Extracted information:
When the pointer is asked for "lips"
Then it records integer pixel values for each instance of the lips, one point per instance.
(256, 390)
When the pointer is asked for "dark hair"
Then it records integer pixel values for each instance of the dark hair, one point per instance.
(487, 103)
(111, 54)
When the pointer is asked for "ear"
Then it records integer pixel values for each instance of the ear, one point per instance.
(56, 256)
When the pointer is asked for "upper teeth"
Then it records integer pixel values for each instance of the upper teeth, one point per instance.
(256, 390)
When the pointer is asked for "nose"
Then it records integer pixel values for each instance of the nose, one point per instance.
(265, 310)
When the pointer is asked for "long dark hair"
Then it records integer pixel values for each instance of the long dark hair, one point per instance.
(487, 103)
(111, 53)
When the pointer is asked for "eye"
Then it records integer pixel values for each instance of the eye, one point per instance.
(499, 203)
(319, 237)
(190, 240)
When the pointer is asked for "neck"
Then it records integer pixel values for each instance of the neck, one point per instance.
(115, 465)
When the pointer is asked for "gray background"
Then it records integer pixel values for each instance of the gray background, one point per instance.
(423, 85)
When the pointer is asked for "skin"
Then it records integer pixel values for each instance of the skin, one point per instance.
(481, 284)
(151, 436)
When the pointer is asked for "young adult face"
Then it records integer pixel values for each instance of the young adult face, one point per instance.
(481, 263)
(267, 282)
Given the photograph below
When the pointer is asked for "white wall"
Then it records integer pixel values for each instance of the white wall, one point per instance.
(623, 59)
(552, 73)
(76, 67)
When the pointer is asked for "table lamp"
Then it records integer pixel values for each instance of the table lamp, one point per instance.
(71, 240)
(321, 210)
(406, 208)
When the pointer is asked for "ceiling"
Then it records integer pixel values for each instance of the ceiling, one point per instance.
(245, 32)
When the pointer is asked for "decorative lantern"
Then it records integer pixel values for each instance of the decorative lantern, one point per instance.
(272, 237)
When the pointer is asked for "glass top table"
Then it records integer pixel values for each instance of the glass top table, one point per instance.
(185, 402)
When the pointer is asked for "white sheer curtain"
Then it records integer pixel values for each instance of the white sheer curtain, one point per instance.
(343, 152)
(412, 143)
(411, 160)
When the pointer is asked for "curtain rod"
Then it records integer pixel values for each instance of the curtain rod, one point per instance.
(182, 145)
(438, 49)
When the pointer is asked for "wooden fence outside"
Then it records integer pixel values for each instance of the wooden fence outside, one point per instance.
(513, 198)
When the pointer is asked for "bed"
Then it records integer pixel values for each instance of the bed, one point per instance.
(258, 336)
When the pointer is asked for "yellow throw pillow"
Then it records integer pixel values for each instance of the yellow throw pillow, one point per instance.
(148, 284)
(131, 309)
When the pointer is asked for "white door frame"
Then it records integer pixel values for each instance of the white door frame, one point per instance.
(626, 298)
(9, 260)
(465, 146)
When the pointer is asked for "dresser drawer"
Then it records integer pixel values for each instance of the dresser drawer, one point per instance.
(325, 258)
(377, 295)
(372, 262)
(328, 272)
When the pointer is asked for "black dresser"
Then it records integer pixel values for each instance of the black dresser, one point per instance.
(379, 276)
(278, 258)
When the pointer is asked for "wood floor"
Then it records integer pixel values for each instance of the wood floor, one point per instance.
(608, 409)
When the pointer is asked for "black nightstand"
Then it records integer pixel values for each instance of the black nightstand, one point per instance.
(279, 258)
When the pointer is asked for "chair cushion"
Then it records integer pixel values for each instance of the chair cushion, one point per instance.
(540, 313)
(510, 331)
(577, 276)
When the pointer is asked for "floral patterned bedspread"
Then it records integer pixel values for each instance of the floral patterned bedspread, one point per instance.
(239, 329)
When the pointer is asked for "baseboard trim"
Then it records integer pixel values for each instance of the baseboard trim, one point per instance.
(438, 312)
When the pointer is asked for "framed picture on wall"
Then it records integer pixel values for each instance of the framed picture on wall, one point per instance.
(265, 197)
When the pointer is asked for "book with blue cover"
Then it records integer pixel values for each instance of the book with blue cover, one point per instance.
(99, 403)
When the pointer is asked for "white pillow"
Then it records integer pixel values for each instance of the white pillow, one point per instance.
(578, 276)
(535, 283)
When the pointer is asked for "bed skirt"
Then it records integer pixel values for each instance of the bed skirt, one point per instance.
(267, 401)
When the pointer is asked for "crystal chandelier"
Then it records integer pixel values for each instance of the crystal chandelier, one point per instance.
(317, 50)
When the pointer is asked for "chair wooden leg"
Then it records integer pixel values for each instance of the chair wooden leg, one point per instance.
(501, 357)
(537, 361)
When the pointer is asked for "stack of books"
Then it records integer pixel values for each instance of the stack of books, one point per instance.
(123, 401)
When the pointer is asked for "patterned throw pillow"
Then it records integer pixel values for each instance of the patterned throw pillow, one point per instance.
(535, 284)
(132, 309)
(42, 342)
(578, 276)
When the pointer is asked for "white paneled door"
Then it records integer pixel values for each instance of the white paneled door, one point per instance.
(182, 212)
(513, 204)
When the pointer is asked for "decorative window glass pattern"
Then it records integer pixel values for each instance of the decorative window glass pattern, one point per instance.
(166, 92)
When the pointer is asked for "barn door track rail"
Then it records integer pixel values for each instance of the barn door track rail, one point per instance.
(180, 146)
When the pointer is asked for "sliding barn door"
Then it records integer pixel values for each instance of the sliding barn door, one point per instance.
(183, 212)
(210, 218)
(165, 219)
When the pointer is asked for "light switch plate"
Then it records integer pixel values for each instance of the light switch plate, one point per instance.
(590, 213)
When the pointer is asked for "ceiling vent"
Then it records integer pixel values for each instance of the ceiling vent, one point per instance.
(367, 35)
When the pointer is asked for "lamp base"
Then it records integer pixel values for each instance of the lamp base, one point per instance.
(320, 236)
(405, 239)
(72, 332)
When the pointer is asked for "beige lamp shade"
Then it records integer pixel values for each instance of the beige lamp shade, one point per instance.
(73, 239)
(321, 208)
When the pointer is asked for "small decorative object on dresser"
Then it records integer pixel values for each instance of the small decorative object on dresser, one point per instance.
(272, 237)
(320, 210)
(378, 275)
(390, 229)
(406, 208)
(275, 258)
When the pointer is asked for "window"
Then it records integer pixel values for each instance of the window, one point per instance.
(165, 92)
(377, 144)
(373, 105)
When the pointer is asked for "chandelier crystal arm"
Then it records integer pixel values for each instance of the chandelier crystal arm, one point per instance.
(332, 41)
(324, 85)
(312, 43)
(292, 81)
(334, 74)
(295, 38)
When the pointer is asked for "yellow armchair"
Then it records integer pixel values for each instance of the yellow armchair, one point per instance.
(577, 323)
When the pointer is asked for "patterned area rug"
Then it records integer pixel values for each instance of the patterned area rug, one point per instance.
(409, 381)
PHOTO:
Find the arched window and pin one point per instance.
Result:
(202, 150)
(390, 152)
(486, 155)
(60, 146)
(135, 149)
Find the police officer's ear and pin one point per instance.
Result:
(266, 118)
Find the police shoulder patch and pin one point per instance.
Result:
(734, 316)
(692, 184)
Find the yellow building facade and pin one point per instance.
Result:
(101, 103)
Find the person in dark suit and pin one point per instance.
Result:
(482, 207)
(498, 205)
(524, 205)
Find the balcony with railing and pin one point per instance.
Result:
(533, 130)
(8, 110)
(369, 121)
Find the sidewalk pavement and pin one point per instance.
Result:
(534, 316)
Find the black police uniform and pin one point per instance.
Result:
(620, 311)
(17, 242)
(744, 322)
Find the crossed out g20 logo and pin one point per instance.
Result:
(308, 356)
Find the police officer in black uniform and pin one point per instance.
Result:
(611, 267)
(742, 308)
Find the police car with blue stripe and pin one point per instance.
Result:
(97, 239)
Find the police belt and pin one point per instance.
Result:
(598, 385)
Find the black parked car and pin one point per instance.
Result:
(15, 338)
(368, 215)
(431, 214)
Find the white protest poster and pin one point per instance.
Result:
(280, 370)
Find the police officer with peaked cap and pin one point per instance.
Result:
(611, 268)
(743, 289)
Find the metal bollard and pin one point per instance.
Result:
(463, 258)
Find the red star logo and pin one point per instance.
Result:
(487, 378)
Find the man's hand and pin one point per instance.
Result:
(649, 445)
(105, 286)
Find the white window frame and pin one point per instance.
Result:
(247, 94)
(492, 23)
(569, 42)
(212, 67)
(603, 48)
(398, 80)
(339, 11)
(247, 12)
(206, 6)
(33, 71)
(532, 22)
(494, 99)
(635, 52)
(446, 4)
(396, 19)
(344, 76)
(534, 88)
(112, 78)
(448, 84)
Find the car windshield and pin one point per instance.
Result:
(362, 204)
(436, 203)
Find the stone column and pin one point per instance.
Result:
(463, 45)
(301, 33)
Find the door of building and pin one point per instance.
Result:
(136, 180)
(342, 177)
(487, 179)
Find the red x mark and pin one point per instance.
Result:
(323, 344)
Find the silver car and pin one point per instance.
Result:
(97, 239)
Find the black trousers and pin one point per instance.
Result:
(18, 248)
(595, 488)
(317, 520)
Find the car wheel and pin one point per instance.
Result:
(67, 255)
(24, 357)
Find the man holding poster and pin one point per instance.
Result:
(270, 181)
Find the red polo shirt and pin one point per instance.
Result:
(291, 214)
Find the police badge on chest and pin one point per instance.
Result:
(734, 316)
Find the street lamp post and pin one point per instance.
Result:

Assignment:
Every line with "poster" in it should be copied from the entries.

Solution to the exercise:
Find the white protest poster and pin one point per instance.
Find the man holding poster and pin one point per instance.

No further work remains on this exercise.